> **Brief**
When the line containing "the cockatoo foot" is reached, begin transcribing. Continue exactly through the final line of the listing, and return nothing else.

> **Supplied data**
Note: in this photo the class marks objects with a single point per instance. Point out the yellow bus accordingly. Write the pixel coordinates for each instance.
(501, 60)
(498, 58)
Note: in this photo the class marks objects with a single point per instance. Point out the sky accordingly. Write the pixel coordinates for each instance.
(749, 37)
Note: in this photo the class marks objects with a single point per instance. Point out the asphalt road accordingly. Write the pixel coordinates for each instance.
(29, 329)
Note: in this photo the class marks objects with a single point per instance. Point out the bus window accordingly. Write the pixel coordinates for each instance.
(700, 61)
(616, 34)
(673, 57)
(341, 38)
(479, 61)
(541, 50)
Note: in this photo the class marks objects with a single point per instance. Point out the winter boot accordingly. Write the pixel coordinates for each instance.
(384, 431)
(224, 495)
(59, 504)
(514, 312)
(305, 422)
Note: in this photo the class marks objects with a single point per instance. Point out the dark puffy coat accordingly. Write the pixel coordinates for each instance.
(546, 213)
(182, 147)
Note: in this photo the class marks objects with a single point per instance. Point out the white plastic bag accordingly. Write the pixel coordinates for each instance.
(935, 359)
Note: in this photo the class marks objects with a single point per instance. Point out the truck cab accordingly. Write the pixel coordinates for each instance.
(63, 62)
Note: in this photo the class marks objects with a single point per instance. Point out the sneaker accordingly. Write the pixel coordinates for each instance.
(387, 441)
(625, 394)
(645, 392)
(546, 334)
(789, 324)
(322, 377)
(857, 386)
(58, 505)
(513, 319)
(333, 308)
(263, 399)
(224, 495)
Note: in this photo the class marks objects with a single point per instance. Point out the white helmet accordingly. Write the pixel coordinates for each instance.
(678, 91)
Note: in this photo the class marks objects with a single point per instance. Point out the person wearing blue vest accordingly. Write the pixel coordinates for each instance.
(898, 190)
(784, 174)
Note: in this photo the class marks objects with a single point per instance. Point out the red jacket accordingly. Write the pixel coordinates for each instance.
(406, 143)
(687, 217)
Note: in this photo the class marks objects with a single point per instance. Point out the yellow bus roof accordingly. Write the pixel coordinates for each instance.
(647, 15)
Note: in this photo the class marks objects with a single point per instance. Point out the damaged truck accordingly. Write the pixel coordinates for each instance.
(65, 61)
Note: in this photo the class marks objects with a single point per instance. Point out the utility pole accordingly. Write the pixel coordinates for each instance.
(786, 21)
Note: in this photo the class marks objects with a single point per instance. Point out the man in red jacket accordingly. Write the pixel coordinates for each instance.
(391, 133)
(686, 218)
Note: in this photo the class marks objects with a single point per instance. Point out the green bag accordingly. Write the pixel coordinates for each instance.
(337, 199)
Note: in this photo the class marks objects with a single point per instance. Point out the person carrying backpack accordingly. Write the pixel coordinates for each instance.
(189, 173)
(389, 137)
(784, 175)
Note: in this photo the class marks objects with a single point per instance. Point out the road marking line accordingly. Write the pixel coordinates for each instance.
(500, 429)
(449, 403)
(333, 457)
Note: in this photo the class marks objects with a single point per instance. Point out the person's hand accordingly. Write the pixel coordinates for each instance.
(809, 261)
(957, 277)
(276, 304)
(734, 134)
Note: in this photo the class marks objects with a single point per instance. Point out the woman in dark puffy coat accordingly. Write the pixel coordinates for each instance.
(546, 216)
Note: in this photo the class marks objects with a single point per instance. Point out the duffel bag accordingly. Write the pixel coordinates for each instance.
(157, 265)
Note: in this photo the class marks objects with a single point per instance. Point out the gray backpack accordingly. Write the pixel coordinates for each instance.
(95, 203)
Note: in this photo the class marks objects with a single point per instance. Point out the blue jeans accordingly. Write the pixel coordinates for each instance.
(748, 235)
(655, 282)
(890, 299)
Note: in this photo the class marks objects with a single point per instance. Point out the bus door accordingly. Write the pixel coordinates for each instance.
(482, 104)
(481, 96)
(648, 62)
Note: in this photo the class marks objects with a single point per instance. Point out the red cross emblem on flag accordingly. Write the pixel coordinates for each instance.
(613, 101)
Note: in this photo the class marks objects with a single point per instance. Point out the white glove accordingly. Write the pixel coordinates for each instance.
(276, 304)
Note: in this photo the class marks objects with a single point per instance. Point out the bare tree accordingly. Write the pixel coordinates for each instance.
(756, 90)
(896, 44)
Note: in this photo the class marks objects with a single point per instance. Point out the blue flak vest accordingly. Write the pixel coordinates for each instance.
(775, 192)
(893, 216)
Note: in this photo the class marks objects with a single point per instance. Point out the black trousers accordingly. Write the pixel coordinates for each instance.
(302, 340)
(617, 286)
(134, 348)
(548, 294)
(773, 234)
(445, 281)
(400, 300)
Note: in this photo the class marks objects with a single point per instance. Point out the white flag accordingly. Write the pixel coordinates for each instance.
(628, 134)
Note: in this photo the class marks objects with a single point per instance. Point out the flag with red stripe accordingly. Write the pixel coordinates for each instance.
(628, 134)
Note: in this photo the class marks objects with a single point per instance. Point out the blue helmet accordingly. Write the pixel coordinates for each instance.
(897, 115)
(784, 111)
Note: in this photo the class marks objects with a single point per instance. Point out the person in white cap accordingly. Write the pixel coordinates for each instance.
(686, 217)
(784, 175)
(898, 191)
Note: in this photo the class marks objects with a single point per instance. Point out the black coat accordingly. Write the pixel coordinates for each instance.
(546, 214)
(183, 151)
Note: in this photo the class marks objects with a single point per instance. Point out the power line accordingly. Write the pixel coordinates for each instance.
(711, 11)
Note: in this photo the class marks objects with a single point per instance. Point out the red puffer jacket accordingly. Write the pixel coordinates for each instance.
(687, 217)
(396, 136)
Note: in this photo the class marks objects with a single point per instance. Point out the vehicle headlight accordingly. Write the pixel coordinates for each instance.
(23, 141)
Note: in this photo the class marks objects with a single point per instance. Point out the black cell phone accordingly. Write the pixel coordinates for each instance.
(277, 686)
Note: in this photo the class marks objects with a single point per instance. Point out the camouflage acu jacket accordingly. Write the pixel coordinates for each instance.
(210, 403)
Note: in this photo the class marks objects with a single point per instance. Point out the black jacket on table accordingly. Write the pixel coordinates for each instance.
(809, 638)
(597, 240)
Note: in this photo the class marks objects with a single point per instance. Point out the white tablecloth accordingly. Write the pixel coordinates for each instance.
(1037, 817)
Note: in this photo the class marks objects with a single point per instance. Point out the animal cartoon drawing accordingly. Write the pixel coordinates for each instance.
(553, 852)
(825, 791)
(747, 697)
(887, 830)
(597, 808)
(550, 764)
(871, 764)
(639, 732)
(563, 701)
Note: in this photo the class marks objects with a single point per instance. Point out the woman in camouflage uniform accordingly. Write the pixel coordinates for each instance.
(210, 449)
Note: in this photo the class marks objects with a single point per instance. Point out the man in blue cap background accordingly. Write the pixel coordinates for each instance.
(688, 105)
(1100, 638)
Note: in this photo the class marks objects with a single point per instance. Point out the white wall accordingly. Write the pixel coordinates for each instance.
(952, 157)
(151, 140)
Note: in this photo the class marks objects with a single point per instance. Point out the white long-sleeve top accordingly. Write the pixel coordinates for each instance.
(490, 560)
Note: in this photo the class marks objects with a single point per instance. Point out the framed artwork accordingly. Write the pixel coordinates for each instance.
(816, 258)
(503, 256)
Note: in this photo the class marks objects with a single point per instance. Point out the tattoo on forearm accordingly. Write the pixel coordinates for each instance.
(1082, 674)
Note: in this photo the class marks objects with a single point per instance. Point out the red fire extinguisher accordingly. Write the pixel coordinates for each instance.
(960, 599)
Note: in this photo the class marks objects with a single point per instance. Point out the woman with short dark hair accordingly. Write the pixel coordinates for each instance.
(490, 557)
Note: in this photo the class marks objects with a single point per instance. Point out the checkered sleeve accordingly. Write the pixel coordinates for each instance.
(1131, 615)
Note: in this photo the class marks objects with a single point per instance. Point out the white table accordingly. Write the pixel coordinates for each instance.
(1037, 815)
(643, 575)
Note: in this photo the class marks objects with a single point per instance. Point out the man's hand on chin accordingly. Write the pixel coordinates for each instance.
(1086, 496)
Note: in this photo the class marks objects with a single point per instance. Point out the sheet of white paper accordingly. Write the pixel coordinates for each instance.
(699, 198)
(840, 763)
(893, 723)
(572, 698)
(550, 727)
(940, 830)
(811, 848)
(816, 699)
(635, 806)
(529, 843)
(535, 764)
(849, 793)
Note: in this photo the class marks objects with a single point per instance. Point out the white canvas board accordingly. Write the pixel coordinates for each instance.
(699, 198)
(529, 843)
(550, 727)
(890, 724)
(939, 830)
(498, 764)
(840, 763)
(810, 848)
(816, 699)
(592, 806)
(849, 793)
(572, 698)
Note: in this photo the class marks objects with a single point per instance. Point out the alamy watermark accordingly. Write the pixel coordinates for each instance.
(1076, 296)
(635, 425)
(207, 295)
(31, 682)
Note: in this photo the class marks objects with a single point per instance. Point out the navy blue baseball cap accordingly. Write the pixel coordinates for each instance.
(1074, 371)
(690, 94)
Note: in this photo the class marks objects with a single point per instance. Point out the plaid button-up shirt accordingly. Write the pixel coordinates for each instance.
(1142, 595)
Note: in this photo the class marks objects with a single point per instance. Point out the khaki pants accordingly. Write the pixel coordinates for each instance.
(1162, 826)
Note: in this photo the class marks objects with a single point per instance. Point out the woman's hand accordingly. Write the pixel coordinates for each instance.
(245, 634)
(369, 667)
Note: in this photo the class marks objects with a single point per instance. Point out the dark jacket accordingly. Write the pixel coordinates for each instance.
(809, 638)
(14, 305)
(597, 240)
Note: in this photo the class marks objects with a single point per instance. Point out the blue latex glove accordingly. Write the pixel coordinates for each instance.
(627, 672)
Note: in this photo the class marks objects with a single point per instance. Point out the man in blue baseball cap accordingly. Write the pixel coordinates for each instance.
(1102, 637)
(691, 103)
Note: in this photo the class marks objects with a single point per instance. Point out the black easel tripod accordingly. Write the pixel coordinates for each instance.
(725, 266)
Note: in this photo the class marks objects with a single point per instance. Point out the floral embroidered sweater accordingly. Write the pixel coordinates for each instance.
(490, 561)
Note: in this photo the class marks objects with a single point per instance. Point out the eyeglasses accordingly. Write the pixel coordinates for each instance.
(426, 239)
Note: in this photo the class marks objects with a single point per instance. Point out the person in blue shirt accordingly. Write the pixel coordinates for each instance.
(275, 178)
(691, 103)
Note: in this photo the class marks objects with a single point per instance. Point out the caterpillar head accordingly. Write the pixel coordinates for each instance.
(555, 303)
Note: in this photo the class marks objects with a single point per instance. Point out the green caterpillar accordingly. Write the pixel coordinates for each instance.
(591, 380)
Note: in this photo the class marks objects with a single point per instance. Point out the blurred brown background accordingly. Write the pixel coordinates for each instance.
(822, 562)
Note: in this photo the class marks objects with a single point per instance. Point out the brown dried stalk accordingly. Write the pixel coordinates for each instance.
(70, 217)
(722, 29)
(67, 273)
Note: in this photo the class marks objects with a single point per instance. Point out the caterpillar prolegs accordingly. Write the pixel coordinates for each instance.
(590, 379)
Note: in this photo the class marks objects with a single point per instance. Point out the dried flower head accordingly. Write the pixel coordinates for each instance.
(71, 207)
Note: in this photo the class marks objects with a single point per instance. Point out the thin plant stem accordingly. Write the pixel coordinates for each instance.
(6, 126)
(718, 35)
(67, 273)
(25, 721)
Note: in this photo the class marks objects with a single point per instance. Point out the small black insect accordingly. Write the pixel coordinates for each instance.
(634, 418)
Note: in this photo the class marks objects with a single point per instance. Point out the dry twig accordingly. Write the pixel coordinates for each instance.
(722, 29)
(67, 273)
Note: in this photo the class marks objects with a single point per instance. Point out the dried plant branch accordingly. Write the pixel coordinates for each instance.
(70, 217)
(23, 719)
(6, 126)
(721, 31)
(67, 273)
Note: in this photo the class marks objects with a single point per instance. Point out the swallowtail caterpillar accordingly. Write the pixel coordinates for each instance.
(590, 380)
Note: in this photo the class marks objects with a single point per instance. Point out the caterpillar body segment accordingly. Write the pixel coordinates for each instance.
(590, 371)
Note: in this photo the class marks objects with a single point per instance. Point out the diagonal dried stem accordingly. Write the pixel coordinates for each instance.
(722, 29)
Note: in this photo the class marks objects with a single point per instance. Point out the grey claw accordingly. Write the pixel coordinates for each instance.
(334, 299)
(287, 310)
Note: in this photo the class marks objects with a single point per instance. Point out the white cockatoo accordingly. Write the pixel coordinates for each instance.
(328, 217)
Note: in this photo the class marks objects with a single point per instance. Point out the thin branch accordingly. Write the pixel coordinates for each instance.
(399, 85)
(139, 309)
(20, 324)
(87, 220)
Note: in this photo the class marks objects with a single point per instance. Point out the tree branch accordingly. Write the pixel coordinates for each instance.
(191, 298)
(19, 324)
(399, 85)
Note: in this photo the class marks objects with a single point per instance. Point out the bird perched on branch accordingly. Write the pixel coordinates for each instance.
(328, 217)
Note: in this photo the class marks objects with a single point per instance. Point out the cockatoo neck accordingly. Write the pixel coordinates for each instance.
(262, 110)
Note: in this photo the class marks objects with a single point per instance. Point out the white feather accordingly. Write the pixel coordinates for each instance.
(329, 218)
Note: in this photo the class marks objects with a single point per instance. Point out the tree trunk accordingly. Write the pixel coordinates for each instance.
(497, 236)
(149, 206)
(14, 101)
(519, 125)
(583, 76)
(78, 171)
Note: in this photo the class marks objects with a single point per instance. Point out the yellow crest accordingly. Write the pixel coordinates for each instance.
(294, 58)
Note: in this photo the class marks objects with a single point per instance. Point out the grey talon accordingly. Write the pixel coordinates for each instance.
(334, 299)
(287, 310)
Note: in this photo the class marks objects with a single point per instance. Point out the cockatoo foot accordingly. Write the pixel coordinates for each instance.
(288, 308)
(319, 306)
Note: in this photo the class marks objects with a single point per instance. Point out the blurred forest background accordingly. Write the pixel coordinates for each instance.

> **Expected answer**
Note: in this photo the class marks objects with a single point per instance. Point out the cockatoo foot accordingly. Write the pixel coordinates for each instance.
(288, 308)
(319, 306)
Note: in this photo the class marks objects with a single point per instance. Point out the blurred forest background accordingly. Write the pixel coordinates for each instance.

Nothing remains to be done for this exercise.